» What to produce:
From the line containing "Could you please indicate the lens" through the last line of the entries below, transcribe each line exactly, excluding any picture.

Region pointing data:
:::::

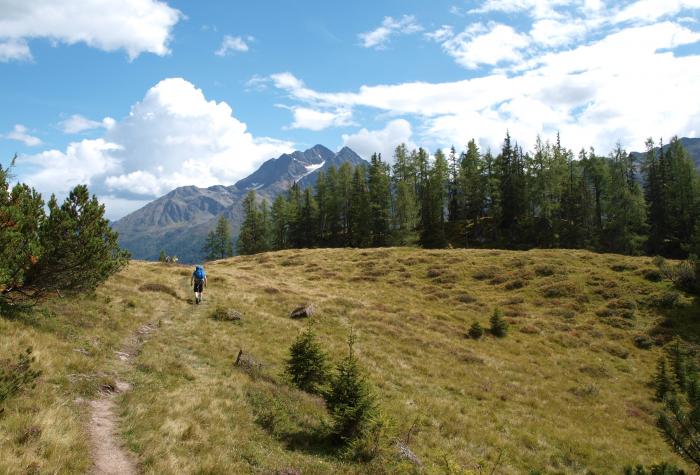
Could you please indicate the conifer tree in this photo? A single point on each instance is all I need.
(350, 399)
(499, 327)
(472, 190)
(359, 216)
(280, 224)
(405, 201)
(307, 365)
(219, 244)
(253, 234)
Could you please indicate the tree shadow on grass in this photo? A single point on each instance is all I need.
(680, 318)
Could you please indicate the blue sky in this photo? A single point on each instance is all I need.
(136, 98)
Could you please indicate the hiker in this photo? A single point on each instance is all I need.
(199, 280)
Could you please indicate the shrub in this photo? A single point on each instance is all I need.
(666, 300)
(307, 365)
(226, 314)
(476, 331)
(155, 287)
(350, 400)
(544, 270)
(679, 421)
(15, 377)
(499, 327)
(643, 342)
(466, 298)
(656, 469)
(652, 275)
(70, 249)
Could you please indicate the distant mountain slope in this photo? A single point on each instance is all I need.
(692, 145)
(179, 221)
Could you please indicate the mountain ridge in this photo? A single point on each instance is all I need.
(179, 221)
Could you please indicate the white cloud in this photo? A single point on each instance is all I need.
(481, 44)
(21, 134)
(312, 119)
(136, 26)
(173, 137)
(552, 33)
(233, 44)
(536, 8)
(81, 163)
(384, 141)
(14, 49)
(77, 123)
(651, 10)
(379, 37)
(596, 94)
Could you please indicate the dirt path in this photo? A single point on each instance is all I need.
(108, 454)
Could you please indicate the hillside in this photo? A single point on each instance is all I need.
(179, 221)
(567, 391)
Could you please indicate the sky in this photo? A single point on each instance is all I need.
(137, 97)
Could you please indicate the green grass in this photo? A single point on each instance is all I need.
(566, 391)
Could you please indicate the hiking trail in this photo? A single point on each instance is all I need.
(108, 453)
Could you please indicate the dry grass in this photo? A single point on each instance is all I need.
(565, 392)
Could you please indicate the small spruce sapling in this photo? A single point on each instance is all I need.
(350, 400)
(307, 365)
(476, 331)
(499, 327)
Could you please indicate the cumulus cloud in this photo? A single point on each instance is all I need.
(14, 49)
(136, 26)
(482, 44)
(379, 37)
(384, 141)
(312, 119)
(21, 134)
(82, 163)
(173, 137)
(77, 123)
(594, 93)
(233, 44)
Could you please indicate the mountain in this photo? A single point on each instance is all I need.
(179, 221)
(692, 145)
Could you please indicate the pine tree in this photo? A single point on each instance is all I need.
(359, 216)
(350, 399)
(79, 250)
(475, 331)
(307, 365)
(499, 327)
(679, 421)
(662, 380)
(472, 190)
(219, 244)
(379, 201)
(405, 207)
(280, 224)
(433, 203)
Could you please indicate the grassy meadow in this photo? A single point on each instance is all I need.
(566, 391)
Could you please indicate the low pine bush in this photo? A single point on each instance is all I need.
(307, 365)
(17, 376)
(499, 327)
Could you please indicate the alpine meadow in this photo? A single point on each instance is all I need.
(286, 238)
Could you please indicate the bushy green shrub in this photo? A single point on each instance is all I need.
(656, 469)
(350, 399)
(15, 377)
(307, 365)
(476, 331)
(499, 327)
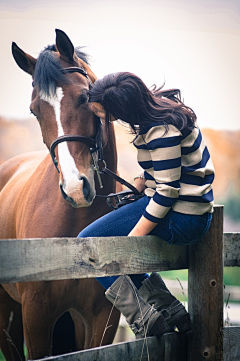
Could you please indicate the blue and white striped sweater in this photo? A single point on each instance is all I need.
(178, 171)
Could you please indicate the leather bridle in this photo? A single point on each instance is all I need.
(96, 150)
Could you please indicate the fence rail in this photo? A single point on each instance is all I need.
(46, 259)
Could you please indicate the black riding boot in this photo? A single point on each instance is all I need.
(154, 292)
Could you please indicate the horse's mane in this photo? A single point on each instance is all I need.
(48, 72)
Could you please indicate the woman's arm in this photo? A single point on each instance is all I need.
(139, 182)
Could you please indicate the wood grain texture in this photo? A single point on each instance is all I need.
(70, 258)
(205, 293)
(170, 347)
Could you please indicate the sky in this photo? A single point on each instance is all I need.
(193, 45)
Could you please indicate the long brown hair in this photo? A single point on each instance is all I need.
(127, 98)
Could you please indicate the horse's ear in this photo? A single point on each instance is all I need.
(24, 61)
(64, 45)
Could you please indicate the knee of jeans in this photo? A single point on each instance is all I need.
(179, 238)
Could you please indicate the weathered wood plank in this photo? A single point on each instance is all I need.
(70, 258)
(231, 249)
(205, 293)
(170, 347)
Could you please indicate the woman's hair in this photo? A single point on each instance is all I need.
(127, 98)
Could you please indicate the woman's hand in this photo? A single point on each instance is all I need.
(139, 182)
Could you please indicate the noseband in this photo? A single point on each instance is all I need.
(95, 147)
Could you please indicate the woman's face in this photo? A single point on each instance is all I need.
(98, 109)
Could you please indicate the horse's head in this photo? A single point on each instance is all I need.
(61, 80)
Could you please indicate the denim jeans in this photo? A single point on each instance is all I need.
(174, 228)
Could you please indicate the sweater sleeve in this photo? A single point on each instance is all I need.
(165, 155)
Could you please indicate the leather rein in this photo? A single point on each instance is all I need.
(96, 150)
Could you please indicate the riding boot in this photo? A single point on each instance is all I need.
(154, 292)
(143, 319)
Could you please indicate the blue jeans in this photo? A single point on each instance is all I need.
(174, 228)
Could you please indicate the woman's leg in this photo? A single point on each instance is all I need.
(182, 229)
(118, 223)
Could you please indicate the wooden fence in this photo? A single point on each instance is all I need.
(27, 260)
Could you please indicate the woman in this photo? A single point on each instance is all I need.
(177, 204)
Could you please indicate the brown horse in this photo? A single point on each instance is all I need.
(33, 206)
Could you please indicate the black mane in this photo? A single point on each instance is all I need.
(48, 72)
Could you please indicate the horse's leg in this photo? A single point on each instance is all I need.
(64, 335)
(79, 330)
(39, 314)
(100, 318)
(11, 321)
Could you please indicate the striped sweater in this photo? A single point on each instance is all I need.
(178, 171)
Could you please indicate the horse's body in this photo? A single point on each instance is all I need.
(32, 206)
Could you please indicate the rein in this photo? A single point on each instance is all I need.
(96, 150)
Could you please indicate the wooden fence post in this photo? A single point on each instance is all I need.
(205, 293)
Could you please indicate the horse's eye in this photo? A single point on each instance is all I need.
(82, 99)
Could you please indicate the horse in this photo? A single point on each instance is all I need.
(37, 201)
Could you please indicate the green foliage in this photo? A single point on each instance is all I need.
(231, 275)
(231, 206)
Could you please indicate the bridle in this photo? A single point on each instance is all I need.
(96, 150)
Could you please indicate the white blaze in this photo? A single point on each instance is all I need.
(69, 170)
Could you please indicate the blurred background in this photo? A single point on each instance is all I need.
(190, 45)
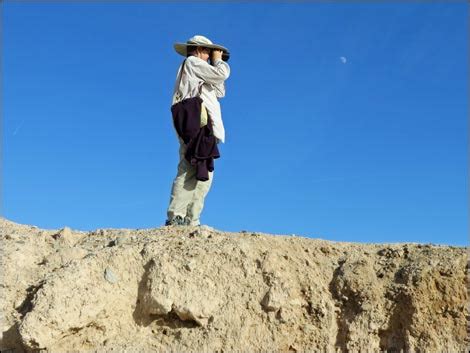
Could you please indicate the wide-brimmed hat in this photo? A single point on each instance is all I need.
(197, 41)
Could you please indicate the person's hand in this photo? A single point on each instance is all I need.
(216, 55)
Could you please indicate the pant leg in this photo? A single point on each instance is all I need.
(183, 188)
(197, 203)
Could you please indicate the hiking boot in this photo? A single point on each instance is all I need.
(175, 221)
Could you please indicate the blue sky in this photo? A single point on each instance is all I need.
(344, 121)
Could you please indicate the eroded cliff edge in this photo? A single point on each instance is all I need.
(197, 289)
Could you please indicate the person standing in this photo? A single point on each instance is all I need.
(197, 77)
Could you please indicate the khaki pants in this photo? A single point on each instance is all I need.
(188, 193)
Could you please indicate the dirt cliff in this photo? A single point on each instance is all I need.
(197, 289)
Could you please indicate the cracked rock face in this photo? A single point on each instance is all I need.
(191, 289)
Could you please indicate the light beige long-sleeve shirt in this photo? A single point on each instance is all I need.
(198, 72)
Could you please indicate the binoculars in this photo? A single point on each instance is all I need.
(225, 56)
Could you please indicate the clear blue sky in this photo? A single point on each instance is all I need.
(345, 121)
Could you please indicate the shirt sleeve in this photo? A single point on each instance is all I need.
(214, 75)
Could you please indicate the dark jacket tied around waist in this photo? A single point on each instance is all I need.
(200, 141)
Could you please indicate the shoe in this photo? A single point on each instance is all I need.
(175, 221)
(186, 221)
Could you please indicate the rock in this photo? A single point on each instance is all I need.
(110, 276)
(166, 291)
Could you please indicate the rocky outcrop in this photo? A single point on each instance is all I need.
(196, 289)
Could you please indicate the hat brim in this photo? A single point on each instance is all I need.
(182, 48)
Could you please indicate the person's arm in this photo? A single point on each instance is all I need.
(214, 75)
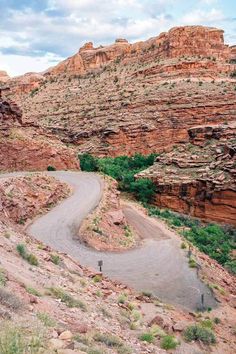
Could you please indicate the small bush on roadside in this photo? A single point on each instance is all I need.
(199, 333)
(68, 299)
(10, 300)
(108, 339)
(55, 259)
(13, 340)
(33, 291)
(122, 299)
(46, 319)
(147, 337)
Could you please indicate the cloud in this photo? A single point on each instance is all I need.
(38, 30)
(203, 17)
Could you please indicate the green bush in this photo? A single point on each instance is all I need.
(123, 169)
(88, 163)
(147, 337)
(68, 299)
(32, 259)
(3, 278)
(108, 339)
(144, 189)
(21, 250)
(29, 257)
(169, 342)
(46, 319)
(215, 240)
(33, 291)
(55, 259)
(13, 340)
(199, 333)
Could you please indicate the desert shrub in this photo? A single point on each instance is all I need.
(68, 299)
(33, 291)
(147, 337)
(216, 241)
(55, 259)
(21, 250)
(199, 333)
(207, 323)
(144, 189)
(88, 163)
(147, 293)
(233, 74)
(169, 342)
(46, 319)
(122, 299)
(123, 169)
(29, 257)
(13, 340)
(192, 263)
(32, 259)
(108, 339)
(51, 168)
(3, 278)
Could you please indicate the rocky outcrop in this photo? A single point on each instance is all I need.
(142, 97)
(177, 42)
(199, 180)
(24, 148)
(28, 83)
(22, 198)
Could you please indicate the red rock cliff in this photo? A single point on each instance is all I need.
(23, 148)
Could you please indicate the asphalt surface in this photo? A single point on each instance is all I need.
(158, 265)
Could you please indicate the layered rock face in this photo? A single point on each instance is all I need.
(175, 43)
(200, 178)
(24, 148)
(143, 97)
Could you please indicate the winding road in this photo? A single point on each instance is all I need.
(159, 265)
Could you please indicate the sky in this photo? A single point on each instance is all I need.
(37, 34)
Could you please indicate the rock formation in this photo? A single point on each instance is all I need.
(175, 43)
(142, 97)
(199, 178)
(4, 77)
(24, 148)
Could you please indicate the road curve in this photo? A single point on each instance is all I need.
(159, 265)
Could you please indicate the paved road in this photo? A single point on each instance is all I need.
(159, 265)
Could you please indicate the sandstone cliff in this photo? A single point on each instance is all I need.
(142, 97)
(4, 77)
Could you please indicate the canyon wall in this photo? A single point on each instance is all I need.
(199, 179)
(24, 148)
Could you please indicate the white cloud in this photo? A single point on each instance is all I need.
(203, 17)
(18, 64)
(28, 35)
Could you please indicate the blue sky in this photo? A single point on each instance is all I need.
(37, 34)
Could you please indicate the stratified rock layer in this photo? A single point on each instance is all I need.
(199, 180)
(141, 97)
(22, 148)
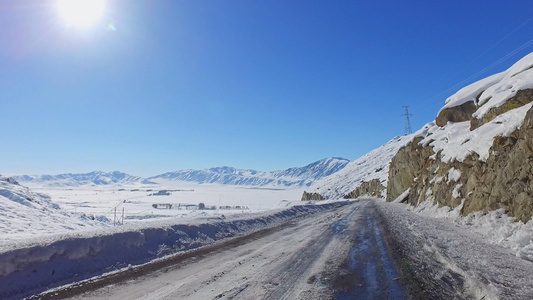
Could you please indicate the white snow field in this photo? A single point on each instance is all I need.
(75, 207)
(461, 254)
(24, 213)
(373, 165)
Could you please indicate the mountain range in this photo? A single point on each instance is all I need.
(292, 177)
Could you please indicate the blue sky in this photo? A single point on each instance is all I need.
(261, 85)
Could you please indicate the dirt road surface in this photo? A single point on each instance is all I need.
(337, 254)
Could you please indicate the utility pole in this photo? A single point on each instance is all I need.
(407, 127)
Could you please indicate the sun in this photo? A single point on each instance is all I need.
(80, 13)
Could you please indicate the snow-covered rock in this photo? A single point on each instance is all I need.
(485, 157)
(374, 165)
(24, 213)
(92, 178)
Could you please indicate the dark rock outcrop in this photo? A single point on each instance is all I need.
(503, 181)
(459, 113)
(521, 98)
(372, 188)
(311, 196)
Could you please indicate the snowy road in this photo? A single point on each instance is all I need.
(335, 254)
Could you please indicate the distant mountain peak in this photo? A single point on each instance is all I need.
(91, 178)
(297, 176)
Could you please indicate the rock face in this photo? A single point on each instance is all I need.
(479, 152)
(311, 196)
(504, 180)
(521, 98)
(372, 188)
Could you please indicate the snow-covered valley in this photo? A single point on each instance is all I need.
(450, 212)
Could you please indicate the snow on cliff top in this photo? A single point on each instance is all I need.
(495, 90)
(456, 140)
(25, 213)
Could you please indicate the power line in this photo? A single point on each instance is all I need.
(407, 127)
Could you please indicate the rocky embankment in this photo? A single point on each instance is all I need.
(478, 153)
(504, 180)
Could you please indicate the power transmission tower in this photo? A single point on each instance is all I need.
(407, 128)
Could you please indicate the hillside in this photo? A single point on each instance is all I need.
(371, 169)
(25, 213)
(476, 156)
(293, 177)
(92, 178)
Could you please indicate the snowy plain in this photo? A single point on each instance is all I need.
(107, 203)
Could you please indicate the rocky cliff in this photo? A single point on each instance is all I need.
(479, 151)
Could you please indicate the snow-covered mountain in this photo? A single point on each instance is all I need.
(373, 165)
(92, 178)
(25, 213)
(302, 176)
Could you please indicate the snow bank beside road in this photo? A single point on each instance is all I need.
(450, 257)
(34, 269)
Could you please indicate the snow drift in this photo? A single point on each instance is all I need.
(27, 270)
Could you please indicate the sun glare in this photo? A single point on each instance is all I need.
(80, 13)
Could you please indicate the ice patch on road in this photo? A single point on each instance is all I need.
(26, 271)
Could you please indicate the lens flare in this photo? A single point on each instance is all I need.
(80, 13)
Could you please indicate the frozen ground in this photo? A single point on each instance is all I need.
(100, 202)
(311, 257)
(47, 262)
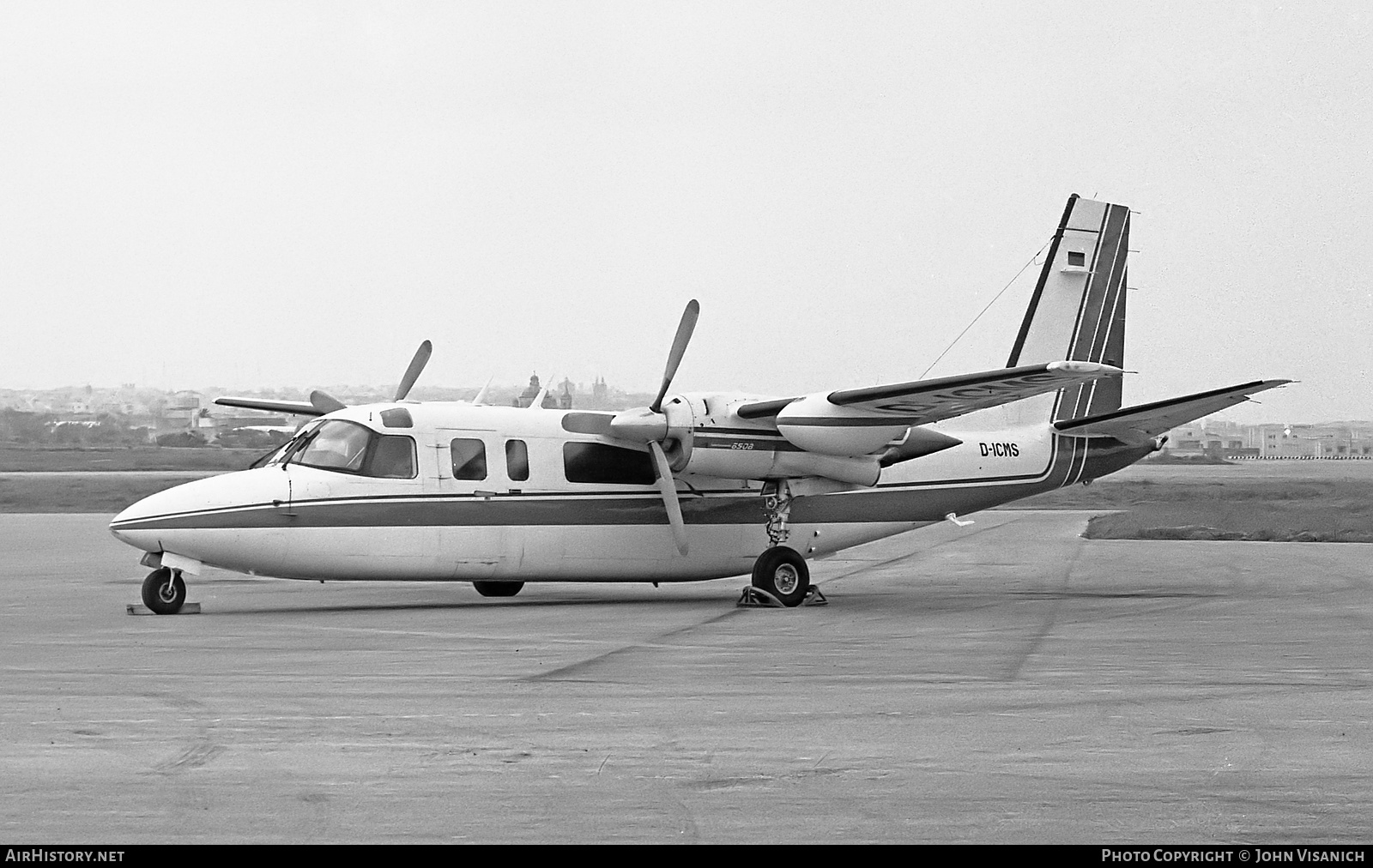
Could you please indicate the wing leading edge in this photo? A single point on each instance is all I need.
(1146, 420)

:::::

» Response to this exercise:
Could you please indicate the lens flare in this photo? A single point on each instance is all I need.
(80, 13)
Could you please indicate the frozen ground in this photo? A single point on each instance is all I need.
(100, 202)
(311, 257)
(47, 262)
Could you please indicate the wing leading edge in this photo? A single point on each instance is all I need.
(1146, 420)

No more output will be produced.